TASK DIRECTIONS: Can you rewrite the data below with "Matches" in place of every "Found", leaving everything else unchanged?

RAW RECORDS:
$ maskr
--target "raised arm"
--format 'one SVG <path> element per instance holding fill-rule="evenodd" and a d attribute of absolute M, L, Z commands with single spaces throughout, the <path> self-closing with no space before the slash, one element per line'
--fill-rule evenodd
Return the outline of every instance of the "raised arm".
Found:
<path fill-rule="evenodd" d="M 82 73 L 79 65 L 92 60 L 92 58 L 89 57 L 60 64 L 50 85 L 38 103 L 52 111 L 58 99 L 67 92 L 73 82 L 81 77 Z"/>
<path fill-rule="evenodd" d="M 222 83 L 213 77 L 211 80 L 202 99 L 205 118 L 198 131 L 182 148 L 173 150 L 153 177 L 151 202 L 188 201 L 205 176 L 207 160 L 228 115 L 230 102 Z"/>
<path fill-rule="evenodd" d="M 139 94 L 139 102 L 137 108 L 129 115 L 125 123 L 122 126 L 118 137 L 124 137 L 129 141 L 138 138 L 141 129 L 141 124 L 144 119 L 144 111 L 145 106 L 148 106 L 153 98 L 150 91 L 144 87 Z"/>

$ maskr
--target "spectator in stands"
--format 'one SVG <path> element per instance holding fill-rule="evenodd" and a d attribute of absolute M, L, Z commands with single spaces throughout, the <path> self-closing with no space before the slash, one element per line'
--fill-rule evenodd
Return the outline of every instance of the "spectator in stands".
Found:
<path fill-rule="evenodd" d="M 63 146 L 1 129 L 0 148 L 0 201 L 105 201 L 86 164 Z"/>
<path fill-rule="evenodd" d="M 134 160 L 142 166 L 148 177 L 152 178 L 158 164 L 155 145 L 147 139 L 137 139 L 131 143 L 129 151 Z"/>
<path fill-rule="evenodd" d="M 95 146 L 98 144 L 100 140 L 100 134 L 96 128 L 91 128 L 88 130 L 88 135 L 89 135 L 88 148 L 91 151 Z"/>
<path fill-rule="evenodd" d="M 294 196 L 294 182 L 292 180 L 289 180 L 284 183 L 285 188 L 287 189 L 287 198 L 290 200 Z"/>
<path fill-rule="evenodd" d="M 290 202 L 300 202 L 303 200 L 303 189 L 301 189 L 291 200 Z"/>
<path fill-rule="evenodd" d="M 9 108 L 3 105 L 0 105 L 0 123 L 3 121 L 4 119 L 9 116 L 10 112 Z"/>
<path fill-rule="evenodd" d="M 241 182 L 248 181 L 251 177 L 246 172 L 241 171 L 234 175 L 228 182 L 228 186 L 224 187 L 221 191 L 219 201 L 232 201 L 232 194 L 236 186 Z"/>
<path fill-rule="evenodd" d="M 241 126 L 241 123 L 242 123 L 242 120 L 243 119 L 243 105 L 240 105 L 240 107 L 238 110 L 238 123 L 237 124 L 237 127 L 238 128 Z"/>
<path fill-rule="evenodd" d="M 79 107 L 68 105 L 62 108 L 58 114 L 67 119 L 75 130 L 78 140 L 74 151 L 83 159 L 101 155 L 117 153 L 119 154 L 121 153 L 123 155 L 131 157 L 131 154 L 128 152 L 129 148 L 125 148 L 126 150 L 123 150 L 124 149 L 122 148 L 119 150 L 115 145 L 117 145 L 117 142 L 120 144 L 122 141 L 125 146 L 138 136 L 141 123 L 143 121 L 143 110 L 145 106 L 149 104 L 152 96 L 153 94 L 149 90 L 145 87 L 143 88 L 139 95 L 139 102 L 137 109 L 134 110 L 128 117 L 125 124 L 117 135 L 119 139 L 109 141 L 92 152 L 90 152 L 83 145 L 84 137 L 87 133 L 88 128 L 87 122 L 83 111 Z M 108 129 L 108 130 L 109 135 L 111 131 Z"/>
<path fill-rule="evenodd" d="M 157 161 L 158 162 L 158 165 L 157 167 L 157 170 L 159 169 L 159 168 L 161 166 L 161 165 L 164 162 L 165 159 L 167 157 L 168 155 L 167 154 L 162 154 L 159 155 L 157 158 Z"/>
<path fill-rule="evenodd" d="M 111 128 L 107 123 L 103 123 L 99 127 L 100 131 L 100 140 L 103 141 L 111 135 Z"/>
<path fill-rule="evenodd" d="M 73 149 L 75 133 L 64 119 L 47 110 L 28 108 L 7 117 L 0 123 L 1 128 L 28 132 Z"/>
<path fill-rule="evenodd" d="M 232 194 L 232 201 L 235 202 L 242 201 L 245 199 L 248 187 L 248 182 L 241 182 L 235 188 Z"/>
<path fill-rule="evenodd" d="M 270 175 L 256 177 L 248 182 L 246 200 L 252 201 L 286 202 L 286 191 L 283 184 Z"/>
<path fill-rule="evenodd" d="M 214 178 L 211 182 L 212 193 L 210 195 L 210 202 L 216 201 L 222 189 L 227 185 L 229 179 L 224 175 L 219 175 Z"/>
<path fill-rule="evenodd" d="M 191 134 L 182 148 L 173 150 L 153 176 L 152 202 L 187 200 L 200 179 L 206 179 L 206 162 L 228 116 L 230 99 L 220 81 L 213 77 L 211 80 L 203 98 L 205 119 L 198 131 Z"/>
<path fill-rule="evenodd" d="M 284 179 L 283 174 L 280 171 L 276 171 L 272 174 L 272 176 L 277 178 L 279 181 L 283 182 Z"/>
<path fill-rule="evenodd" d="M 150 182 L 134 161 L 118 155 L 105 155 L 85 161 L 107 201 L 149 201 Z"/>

REPLY TO THE EXERCISE:
$ maskr
--target "raised arm"
--format 'one SVG <path> element per instance holding fill-rule="evenodd" and a d attribute of absolute M, L, Z commands with single spaces throughout, the <path> self-closing with no space before the slash, one element per line'
--fill-rule evenodd
Return the outline of every instance of the "raised arm".
Matches:
<path fill-rule="evenodd" d="M 82 73 L 79 65 L 92 60 L 92 58 L 89 57 L 60 64 L 50 85 L 38 103 L 52 111 L 58 99 L 67 92 L 73 82 L 81 77 Z"/>
<path fill-rule="evenodd" d="M 222 83 L 213 77 L 211 80 L 202 99 L 205 118 L 198 131 L 182 148 L 173 150 L 153 177 L 151 202 L 188 201 L 205 176 L 207 160 L 228 115 L 230 102 Z"/>
<path fill-rule="evenodd" d="M 139 94 L 139 102 L 137 108 L 129 115 L 125 123 L 122 126 L 118 137 L 124 137 L 129 141 L 138 138 L 141 129 L 141 124 L 144 119 L 144 111 L 145 106 L 148 106 L 153 98 L 150 91 L 144 87 Z"/>

$ maskr
--target "spectator in stands"
--format 'one SVG <path> element per instance holding fill-rule="evenodd" and a d attribute of absolute M, L, Z commands with single spaces throughout, the <path> self-closing with no space before the slash, one element per line'
--fill-rule evenodd
Return the outline of every instance of the "spectator in stands".
Matches:
<path fill-rule="evenodd" d="M 63 146 L 1 129 L 0 148 L 0 201 L 105 201 L 86 164 Z"/>
<path fill-rule="evenodd" d="M 134 160 L 142 166 L 148 177 L 152 178 L 158 164 L 155 145 L 147 139 L 137 139 L 131 143 L 129 151 Z"/>
<path fill-rule="evenodd" d="M 95 146 L 98 144 L 100 140 L 100 134 L 96 128 L 91 128 L 88 130 L 88 135 L 89 135 L 88 148 L 91 151 Z"/>
<path fill-rule="evenodd" d="M 294 196 L 294 182 L 292 180 L 289 180 L 284 183 L 285 188 L 287 189 L 287 198 L 290 200 Z"/>
<path fill-rule="evenodd" d="M 290 202 L 300 202 L 303 200 L 303 189 L 301 189 L 291 200 Z"/>
<path fill-rule="evenodd" d="M 9 108 L 3 105 L 0 105 L 0 123 L 3 121 L 4 119 L 9 116 L 10 112 Z"/>
<path fill-rule="evenodd" d="M 241 182 L 248 181 L 251 177 L 246 172 L 241 171 L 234 175 L 228 182 L 228 186 L 224 187 L 221 191 L 219 201 L 232 201 L 232 194 L 236 186 Z"/>
<path fill-rule="evenodd" d="M 241 126 L 241 123 L 242 123 L 242 120 L 243 119 L 243 105 L 240 105 L 240 107 L 238 110 L 238 123 L 237 124 L 237 127 L 238 128 Z"/>
<path fill-rule="evenodd" d="M 79 107 L 68 105 L 62 108 L 58 114 L 67 119 L 75 130 L 78 140 L 74 151 L 83 159 L 101 155 L 117 153 L 119 154 L 121 153 L 123 155 L 131 157 L 131 154 L 128 152 L 129 148 L 125 148 L 126 150 L 123 150 L 124 149 L 122 148 L 119 150 L 115 145 L 117 145 L 117 142 L 120 144 L 122 141 L 125 146 L 138 136 L 141 123 L 143 121 L 143 110 L 145 106 L 149 104 L 152 96 L 153 94 L 149 90 L 145 87 L 143 88 L 139 95 L 139 102 L 137 109 L 134 110 L 128 117 L 125 124 L 117 135 L 119 139 L 109 141 L 92 152 L 90 152 L 83 145 L 84 137 L 87 133 L 88 128 L 87 122 L 83 111 Z M 108 129 L 108 130 L 109 135 L 111 131 Z"/>
<path fill-rule="evenodd" d="M 157 161 L 158 162 L 158 165 L 157 167 L 157 170 L 159 169 L 159 168 L 161 166 L 161 165 L 164 162 L 165 159 L 167 157 L 168 155 L 167 154 L 162 154 L 159 155 L 157 158 Z"/>
<path fill-rule="evenodd" d="M 111 128 L 107 123 L 103 123 L 99 127 L 100 131 L 100 140 L 103 141 L 111 135 Z"/>
<path fill-rule="evenodd" d="M 73 149 L 75 133 L 64 119 L 47 110 L 28 108 L 7 117 L 0 123 L 1 128 L 28 132 Z"/>
<path fill-rule="evenodd" d="M 232 194 L 232 201 L 235 202 L 242 201 L 245 199 L 248 187 L 248 182 L 241 182 L 235 188 Z"/>
<path fill-rule="evenodd" d="M 270 175 L 256 177 L 248 182 L 246 200 L 252 201 L 286 202 L 286 191 L 283 184 Z"/>
<path fill-rule="evenodd" d="M 214 178 L 211 182 L 212 193 L 210 195 L 210 202 L 216 201 L 222 189 L 227 185 L 229 179 L 224 175 L 219 175 Z"/>
<path fill-rule="evenodd" d="M 191 134 L 182 148 L 173 150 L 153 176 L 152 202 L 187 200 L 200 179 L 206 179 L 206 162 L 228 116 L 230 99 L 220 81 L 213 77 L 211 80 L 203 98 L 205 119 L 198 131 Z"/>
<path fill-rule="evenodd" d="M 284 179 L 283 174 L 280 171 L 276 171 L 272 174 L 272 176 L 277 178 L 279 181 L 283 182 Z"/>
<path fill-rule="evenodd" d="M 150 182 L 134 161 L 118 155 L 105 155 L 85 161 L 107 201 L 149 201 Z"/>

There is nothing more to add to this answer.